* _TASK TO CARRY OUT_
Copy word for word, please, the lines of the entries below running from the one containing "green hill, one" to the one containing "yak hoof, one", both ends included.

* _Saved entries_

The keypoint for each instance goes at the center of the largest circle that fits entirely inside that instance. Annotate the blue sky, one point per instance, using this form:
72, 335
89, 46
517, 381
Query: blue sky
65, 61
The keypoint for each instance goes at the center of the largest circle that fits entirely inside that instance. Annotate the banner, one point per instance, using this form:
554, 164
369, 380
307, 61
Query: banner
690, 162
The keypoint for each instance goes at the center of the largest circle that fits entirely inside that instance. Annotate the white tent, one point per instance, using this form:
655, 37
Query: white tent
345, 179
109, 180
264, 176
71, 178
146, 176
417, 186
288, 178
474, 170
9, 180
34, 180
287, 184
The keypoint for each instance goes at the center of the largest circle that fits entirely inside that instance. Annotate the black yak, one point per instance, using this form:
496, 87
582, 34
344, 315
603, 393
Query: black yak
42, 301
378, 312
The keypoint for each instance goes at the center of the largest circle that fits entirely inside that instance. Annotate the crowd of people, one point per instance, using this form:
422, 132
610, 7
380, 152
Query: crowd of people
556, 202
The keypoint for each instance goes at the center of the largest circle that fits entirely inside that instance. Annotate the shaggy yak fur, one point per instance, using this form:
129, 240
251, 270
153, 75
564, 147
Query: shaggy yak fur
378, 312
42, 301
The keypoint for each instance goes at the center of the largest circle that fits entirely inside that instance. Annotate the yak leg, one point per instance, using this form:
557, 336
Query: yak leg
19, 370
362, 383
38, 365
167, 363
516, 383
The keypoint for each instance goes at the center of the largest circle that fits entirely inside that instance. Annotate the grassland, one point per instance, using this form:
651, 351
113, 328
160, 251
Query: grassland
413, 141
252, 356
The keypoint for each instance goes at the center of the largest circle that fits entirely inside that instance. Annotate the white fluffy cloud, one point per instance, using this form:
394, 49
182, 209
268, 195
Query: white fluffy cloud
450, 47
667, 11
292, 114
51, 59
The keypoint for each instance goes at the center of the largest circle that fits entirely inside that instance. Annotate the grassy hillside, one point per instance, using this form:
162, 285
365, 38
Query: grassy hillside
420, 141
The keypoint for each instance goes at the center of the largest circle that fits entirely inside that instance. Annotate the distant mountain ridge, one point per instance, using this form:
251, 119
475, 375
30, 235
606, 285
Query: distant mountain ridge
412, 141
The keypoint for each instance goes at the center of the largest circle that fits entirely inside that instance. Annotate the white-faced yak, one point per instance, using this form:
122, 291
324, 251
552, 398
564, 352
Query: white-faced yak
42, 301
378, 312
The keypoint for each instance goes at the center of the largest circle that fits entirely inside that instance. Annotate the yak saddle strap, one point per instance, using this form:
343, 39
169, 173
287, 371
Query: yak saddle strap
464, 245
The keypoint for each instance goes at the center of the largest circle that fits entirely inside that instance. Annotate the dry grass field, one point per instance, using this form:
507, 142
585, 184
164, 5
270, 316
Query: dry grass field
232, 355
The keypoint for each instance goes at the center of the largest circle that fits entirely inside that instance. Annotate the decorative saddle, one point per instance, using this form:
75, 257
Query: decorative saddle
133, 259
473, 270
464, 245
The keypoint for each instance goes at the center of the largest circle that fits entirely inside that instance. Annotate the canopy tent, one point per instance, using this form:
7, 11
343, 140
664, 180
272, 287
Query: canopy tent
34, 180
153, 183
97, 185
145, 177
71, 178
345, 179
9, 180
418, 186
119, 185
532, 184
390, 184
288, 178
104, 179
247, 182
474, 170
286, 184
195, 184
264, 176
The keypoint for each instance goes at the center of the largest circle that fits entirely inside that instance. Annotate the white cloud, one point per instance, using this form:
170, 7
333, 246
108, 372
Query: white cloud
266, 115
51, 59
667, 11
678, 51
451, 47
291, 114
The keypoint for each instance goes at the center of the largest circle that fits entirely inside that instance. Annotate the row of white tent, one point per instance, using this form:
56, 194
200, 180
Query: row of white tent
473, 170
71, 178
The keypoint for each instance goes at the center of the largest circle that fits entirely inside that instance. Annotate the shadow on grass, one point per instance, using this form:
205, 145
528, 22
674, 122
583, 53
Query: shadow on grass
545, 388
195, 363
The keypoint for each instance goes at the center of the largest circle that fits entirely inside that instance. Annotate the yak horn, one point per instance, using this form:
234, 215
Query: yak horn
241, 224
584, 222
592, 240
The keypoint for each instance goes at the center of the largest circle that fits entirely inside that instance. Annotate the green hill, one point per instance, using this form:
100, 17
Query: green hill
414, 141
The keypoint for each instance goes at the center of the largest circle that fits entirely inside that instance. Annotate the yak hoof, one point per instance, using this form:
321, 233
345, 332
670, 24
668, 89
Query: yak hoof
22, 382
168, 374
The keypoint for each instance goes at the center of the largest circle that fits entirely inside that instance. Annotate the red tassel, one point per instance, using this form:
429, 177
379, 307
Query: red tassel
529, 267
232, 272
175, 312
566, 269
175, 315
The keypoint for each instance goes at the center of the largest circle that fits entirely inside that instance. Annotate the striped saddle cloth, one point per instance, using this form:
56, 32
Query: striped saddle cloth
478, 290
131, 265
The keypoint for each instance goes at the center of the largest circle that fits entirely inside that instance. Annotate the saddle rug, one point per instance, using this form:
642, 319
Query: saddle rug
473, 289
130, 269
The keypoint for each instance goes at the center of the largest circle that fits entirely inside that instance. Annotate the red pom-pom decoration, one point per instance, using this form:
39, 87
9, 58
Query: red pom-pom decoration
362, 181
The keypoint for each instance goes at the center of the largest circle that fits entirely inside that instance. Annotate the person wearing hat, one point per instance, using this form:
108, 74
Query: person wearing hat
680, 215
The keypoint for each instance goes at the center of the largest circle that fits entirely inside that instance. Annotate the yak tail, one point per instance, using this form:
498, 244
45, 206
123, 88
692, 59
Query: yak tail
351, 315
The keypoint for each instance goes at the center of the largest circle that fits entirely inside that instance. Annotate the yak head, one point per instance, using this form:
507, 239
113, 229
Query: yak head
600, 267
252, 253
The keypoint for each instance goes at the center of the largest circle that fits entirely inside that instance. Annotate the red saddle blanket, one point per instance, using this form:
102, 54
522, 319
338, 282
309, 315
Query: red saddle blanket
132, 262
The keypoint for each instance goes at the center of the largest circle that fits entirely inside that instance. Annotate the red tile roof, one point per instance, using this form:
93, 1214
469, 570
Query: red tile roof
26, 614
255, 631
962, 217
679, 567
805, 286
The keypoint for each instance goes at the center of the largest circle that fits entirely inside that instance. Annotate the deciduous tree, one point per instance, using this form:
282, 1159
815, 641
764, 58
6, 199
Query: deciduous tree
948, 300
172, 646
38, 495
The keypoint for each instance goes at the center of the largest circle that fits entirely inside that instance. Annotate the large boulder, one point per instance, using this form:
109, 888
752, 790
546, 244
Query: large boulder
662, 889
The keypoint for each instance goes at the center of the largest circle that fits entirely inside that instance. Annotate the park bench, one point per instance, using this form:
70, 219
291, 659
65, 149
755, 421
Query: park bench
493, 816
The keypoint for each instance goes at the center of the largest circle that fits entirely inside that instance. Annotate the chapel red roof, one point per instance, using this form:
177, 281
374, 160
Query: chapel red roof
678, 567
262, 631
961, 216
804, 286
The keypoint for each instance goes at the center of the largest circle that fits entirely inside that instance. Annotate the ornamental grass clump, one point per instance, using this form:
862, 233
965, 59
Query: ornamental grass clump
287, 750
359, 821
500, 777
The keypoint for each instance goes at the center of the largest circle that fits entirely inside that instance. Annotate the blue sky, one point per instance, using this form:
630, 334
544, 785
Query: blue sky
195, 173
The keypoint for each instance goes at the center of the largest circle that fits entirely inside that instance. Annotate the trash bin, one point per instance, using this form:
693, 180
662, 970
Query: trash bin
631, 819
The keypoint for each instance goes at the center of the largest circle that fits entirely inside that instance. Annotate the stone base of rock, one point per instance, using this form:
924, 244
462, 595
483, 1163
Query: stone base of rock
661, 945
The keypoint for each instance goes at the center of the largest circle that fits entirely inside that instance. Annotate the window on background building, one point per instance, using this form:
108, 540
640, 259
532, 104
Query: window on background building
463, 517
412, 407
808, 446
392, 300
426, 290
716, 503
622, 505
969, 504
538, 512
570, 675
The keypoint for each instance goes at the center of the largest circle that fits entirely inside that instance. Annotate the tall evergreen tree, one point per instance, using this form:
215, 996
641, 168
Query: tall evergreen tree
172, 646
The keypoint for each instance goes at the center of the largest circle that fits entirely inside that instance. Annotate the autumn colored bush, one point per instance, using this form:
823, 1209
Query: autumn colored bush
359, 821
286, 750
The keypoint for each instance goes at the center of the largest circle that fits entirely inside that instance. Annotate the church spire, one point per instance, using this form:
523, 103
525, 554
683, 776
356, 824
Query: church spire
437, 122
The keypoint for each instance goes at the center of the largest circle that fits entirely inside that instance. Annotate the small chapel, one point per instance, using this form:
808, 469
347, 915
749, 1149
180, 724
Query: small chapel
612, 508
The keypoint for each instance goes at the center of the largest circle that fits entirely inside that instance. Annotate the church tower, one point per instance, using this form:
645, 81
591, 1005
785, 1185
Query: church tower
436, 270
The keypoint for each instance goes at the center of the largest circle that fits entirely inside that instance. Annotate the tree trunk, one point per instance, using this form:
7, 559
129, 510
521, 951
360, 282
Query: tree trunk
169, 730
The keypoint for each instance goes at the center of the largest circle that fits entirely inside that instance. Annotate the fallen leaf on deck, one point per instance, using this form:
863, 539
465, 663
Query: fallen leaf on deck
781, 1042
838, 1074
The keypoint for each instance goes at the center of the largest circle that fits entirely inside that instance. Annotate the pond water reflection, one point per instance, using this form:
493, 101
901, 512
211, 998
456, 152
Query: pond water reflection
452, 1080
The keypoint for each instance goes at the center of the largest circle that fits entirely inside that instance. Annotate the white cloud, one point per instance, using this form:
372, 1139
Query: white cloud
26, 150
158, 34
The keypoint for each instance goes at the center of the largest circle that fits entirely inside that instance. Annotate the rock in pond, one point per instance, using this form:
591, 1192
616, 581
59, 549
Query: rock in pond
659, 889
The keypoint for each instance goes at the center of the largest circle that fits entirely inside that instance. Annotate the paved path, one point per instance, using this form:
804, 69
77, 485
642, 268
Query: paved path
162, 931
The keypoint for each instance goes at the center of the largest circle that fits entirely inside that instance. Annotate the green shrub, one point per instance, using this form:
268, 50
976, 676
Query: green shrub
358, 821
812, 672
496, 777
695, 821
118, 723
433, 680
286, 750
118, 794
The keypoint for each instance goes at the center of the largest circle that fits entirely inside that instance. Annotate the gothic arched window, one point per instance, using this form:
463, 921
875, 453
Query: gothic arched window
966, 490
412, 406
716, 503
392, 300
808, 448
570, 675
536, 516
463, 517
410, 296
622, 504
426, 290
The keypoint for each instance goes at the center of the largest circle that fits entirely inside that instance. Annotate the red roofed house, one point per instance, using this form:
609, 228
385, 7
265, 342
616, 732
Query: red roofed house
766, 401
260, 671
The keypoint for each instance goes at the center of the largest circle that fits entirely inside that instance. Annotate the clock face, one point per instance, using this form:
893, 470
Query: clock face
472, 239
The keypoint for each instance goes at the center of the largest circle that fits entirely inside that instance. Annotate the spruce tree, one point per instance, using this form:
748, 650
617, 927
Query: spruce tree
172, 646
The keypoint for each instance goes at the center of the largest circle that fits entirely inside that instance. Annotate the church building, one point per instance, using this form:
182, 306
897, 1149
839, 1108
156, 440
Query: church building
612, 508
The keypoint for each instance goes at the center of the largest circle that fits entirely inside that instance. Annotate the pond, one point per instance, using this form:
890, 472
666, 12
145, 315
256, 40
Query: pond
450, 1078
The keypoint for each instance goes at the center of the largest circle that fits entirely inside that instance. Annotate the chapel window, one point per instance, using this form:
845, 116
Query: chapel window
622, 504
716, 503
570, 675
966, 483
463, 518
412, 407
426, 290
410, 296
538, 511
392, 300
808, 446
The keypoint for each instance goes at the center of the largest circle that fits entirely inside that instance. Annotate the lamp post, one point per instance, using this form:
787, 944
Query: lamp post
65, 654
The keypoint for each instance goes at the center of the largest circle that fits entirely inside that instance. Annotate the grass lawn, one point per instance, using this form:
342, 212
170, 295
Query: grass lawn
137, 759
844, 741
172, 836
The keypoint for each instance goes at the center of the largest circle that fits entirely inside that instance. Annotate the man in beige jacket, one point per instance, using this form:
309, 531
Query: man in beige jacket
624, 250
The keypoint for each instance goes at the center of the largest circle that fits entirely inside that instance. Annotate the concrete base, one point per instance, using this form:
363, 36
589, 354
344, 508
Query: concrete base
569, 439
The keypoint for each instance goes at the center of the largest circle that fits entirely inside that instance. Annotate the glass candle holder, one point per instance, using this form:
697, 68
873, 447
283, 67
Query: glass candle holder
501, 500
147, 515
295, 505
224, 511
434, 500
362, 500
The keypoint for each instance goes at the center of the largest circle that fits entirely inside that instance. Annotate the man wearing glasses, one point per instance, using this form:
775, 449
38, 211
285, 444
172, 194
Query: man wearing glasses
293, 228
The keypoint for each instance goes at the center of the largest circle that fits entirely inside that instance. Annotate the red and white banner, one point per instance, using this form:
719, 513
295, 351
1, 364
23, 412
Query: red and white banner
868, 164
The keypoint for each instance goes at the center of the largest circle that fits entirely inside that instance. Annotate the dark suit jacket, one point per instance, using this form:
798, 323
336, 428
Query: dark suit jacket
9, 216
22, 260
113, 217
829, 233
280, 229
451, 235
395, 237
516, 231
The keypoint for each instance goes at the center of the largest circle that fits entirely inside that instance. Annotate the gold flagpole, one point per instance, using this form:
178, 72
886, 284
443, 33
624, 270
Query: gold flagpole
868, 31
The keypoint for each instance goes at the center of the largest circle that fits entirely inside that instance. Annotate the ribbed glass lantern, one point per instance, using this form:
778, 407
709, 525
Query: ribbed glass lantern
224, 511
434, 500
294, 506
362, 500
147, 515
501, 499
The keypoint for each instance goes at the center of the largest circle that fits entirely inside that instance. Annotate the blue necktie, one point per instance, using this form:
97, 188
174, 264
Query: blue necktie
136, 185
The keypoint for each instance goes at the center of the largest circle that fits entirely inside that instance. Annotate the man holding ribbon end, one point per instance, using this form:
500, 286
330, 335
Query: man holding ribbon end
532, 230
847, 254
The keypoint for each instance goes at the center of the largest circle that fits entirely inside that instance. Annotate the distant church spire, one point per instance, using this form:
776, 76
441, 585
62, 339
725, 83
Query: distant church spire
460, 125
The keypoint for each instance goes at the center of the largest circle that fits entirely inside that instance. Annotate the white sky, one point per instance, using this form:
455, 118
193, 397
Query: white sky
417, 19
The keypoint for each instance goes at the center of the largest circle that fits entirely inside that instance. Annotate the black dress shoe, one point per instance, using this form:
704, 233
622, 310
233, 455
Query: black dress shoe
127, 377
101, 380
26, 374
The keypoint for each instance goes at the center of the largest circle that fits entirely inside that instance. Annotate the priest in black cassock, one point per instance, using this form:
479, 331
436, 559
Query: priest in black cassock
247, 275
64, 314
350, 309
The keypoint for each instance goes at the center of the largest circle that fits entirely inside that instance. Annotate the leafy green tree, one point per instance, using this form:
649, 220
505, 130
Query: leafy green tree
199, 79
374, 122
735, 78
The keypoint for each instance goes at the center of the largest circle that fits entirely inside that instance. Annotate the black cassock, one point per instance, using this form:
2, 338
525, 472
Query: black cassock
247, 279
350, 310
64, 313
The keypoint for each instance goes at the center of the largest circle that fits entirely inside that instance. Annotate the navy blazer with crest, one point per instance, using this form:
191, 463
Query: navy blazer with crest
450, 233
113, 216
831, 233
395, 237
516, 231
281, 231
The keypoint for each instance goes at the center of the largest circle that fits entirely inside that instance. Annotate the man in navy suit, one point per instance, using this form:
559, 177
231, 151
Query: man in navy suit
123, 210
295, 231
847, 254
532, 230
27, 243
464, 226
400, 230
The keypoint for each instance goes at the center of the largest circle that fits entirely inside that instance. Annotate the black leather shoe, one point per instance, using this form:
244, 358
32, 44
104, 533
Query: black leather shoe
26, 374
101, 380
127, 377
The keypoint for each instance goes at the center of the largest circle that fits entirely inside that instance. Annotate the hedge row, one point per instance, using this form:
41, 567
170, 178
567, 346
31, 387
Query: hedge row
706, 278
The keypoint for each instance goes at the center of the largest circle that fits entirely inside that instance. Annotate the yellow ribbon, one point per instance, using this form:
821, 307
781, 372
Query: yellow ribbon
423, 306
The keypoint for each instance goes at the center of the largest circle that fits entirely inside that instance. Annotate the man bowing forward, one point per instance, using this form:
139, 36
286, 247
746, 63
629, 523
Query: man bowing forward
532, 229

* _EXPECTED ANSWER_
The keypoint for each instance goes at the center of the largest circle that fits entirely inside that instance. Annotate the green hill, one point per instance, using this form:
100, 17
Query: green hill
414, 141
The keypoint for each instance goes at the center of the largest circle that fits entirely inside that instance. Annotate the yak hoof, one point per instance, using this form:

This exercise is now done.